-- START OF Selection --
Melting ice sheets may cause sea level rise in the Alliance of Small Island States (AOSIS; 20% of UN member states) that is 11% higher than the global average. Because the Paris Agreement targets focus solely on global mean temperatures, rather than including effects such as sea level rise (SLR), outsize negative impacts of climate change on island nations may be ignored in climate mitigation efforts. Melting ice could delay climate mitigation while damaging AOSIS nations more severely than larger nations with higher greenhouse gas emissions.
At the Paris Climate Agreement in 2015, countries adopted a target for stabilizing climate change defined by how the rise in global average air temperature has increased relative to a pre-industrial baseline (1850-1900). Prior research has identified numerous climate justice implications associated with this approach.
A study reviews climate justice issues associated with Paris Agreement temperature targets, finding that using air temperature by 2100 as the main metric does not adequately capture other climate risks, particularly sea level rise faced by island and coastal communities.
-- END OF Selection --
-- START OF Stored data --
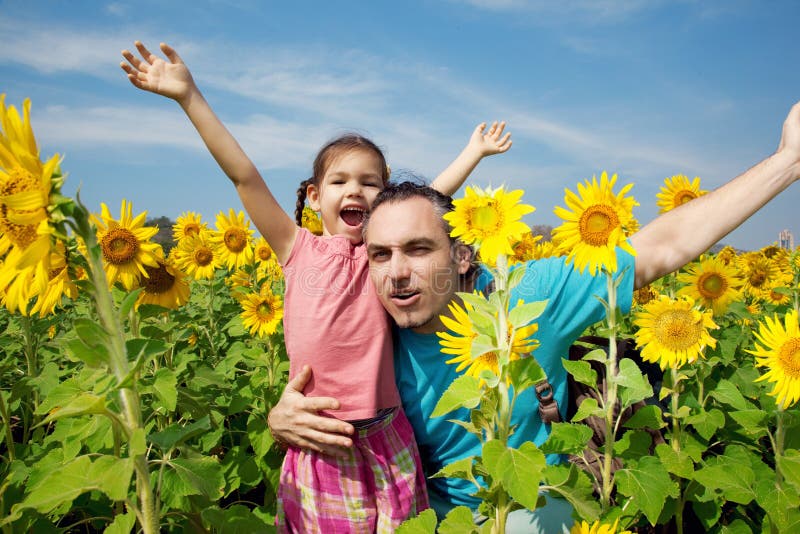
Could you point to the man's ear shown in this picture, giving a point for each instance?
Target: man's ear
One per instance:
(312, 195)
(464, 257)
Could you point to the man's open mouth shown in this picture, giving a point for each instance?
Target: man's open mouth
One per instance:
(353, 216)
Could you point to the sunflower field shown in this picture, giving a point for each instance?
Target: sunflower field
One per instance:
(135, 382)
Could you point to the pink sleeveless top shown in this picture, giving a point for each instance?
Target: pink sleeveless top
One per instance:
(334, 322)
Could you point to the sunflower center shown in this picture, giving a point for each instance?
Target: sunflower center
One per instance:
(677, 329)
(159, 280)
(235, 239)
(712, 285)
(597, 223)
(191, 229)
(264, 253)
(684, 196)
(203, 256)
(265, 310)
(19, 180)
(486, 220)
(789, 356)
(119, 246)
(758, 277)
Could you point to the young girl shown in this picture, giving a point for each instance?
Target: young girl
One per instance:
(333, 319)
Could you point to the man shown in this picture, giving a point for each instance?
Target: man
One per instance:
(417, 272)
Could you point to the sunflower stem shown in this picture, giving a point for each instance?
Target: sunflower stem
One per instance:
(675, 440)
(119, 366)
(779, 442)
(611, 393)
(7, 424)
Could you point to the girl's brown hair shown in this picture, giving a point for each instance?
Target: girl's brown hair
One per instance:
(326, 155)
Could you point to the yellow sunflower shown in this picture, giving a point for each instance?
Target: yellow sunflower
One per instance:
(678, 190)
(459, 343)
(525, 248)
(233, 239)
(189, 224)
(728, 256)
(760, 274)
(262, 313)
(711, 283)
(778, 349)
(196, 256)
(59, 283)
(597, 223)
(166, 286)
(262, 250)
(489, 219)
(645, 294)
(26, 186)
(311, 221)
(673, 332)
(582, 527)
(545, 249)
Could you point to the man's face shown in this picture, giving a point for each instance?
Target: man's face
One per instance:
(411, 264)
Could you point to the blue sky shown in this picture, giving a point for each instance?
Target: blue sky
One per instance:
(645, 89)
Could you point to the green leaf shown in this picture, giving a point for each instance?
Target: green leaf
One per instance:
(524, 373)
(751, 421)
(648, 484)
(176, 433)
(108, 474)
(567, 438)
(463, 392)
(238, 519)
(424, 523)
(122, 524)
(581, 371)
(84, 404)
(520, 471)
(730, 476)
(459, 469)
(481, 345)
(91, 356)
(649, 416)
(574, 485)
(165, 385)
(522, 315)
(127, 303)
(587, 408)
(789, 467)
(193, 476)
(137, 443)
(677, 462)
(633, 384)
(727, 393)
(459, 520)
(707, 423)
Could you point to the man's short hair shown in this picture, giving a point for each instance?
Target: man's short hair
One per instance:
(441, 203)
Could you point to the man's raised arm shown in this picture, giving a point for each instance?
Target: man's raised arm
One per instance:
(681, 235)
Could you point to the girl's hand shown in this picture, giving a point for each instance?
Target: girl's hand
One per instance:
(151, 73)
(491, 142)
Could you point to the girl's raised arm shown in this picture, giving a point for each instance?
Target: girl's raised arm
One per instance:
(173, 80)
(479, 146)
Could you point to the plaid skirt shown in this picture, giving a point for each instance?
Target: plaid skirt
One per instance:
(374, 489)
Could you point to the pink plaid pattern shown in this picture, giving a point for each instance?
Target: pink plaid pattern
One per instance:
(377, 487)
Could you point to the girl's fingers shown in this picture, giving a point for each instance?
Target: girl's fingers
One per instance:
(171, 54)
(147, 55)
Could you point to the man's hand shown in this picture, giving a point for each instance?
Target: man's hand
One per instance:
(491, 142)
(295, 420)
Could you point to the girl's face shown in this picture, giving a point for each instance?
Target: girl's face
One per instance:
(346, 192)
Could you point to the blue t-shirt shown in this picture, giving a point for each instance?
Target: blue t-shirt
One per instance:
(422, 374)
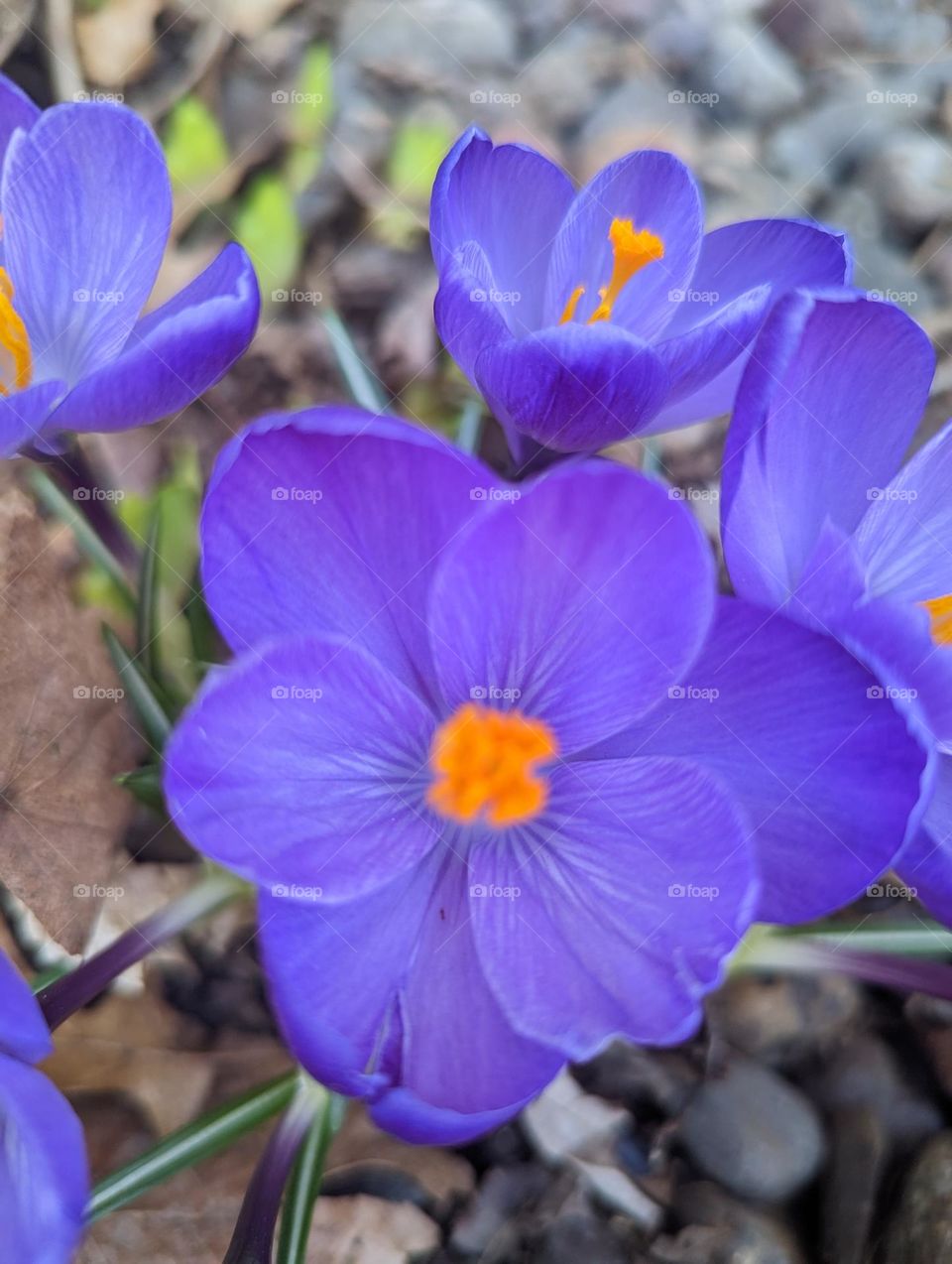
-- END OF Stored data --
Short problem 1: Write out everything in the sea level rise text from "At the Paris" down to "with this approach.".
Short problem 2: Update the entries, giving everything from the line containing "Could you point to the man's hand" down to the end of the entries again with "girl's face" replaced by "child's face" and all else unchanged. Leave the pictures out of your answer.

Full solution 1:
At the Paris Climate Agreement in 2015, countries adopted a target for stabilizing climate change defined by how the rise in global average air temperature has increased relative to a pre-industrial baseline (1850-1900). Prior research has identified numerous climate justice implications associated with this approach.

Full solution 2:
Could you point to the man's hand shown in this picture, giving a point for each instance?
Target: man's hand
One per instance:
(491, 142)
(295, 420)
Could you point to the child's face shown in this picture, giving a point for each instance?
Target: child's face
One per instance:
(346, 192)
Could you point to the blue t-shirt shown in this picture, giving a point for each instance?
Target: blue t-shirt
One per instance:
(422, 374)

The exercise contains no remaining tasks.